• **Task brief**
Quote the whole listing verbatim.

• **Supplied data**
---------------
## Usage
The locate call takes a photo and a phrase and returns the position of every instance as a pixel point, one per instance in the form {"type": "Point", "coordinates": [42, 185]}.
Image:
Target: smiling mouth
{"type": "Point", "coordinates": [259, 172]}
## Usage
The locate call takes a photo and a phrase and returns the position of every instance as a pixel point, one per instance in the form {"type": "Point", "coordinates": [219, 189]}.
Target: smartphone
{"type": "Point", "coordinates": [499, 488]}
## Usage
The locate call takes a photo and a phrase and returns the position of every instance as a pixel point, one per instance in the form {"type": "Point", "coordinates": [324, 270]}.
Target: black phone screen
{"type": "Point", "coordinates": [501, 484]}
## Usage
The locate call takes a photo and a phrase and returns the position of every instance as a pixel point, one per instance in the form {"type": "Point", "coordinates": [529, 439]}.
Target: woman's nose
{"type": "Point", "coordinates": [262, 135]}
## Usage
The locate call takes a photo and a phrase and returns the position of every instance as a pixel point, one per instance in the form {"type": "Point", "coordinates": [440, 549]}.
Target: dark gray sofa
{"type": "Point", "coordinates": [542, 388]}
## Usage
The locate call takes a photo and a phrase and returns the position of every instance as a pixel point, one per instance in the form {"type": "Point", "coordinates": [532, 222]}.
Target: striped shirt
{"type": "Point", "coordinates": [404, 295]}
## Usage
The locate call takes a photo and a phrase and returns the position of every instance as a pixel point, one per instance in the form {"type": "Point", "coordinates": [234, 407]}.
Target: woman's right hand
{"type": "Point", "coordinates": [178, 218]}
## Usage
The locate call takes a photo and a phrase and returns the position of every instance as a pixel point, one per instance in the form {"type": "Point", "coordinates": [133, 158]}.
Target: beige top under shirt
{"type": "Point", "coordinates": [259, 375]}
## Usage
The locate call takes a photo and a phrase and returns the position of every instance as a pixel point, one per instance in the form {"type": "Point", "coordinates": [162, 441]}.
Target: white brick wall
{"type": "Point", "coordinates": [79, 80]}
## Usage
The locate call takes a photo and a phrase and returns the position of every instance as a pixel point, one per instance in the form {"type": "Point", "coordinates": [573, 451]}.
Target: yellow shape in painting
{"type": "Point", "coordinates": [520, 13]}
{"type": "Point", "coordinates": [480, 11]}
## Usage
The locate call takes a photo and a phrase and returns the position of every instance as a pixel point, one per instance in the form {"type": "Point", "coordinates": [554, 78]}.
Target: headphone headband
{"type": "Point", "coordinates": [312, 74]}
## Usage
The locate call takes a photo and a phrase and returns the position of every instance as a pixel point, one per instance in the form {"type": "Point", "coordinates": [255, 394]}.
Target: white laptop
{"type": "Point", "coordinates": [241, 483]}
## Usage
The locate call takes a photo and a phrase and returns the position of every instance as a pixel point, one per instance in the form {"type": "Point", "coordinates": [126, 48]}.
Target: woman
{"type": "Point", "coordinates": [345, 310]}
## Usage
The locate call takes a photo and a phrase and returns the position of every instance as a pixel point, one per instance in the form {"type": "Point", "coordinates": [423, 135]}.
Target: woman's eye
---------------
• **Answer section**
## Usage
The locate call takes a photo and a phrase and returns the position of every instance as a pixel point, one per instance in the form {"type": "Point", "coordinates": [42, 185]}.
Image:
Target: smiling mouth
{"type": "Point", "coordinates": [259, 172]}
## Usage
The locate call takes a photo and a phrase and returns the position of every instance as a pixel point, one per instance in the form {"type": "Point", "coordinates": [219, 189]}.
Target: smartphone
{"type": "Point", "coordinates": [499, 488]}
## Usage
The locate call takes a photo and a phrase and returns the position of every instance as a pixel point, one per instance in the form {"type": "Point", "coordinates": [324, 270]}.
Target: black phone screen
{"type": "Point", "coordinates": [501, 484]}
## Usage
The locate call takes a photo and a phrase and returns the position of every instance as a pixel point, one per instance in the form {"type": "Point", "coordinates": [529, 439]}.
Target: woman's nose
{"type": "Point", "coordinates": [262, 135]}
## Usage
The locate call takes a photo and a phrase and returns the position of every instance as a pixel point, one per instance in the form {"type": "Point", "coordinates": [440, 549]}.
Target: dark gray sofa
{"type": "Point", "coordinates": [542, 388]}
## Usage
The locate call takes a photo and a phrase and returns the position of every instance as a pixel point, one per instance in the form {"type": "Point", "coordinates": [532, 222]}.
Target: striped shirt
{"type": "Point", "coordinates": [404, 295]}
## Usage
The locate call takes a photo and a phrase and returns the position of every instance as a pixel point, one per instance in the form {"type": "Point", "coordinates": [234, 407]}.
Target: woman's right hand
{"type": "Point", "coordinates": [178, 218]}
## Usage
The locate call takes a photo and a phrase and returns the position of every instance as a pixel point, one per instance in the form {"type": "Point", "coordinates": [133, 158]}.
Target: beige top under shirt
{"type": "Point", "coordinates": [259, 375]}
## Usage
The locate call takes a photo and a phrase and returns the position of every instance as a pixel point, one per instance in the form {"type": "Point", "coordinates": [162, 441]}.
Target: white brick wall
{"type": "Point", "coordinates": [79, 80]}
## Usage
The locate call takes a photo and a phrase and returns the position of every instance as a pixel point, one per instance in the form {"type": "Point", "coordinates": [573, 451]}.
Target: yellow shape in painting
{"type": "Point", "coordinates": [520, 13]}
{"type": "Point", "coordinates": [480, 11]}
## Usage
The locate call takes a photo and a phrase and returns the position of every instance as a pixel point, one per instance in the form {"type": "Point", "coordinates": [554, 78]}.
Target: headphone headband
{"type": "Point", "coordinates": [312, 74]}
## Usage
The locate call takes a photo and a phrase and returns the position of every instance as a pixel point, one per instance in the form {"type": "Point", "coordinates": [255, 394]}.
Target: white laptop
{"type": "Point", "coordinates": [241, 483]}
## Usage
The locate call takes a photo and a phrase and returns the position of every instance as a pixel point, one per instance in the form {"type": "Point", "coordinates": [126, 48]}.
Target: woman
{"type": "Point", "coordinates": [345, 310]}
## Usage
The locate call takes a photo and a phrase and returns the position of every instance as a pixel point, one per instance in the form {"type": "Point", "coordinates": [423, 135]}.
Target: woman's eye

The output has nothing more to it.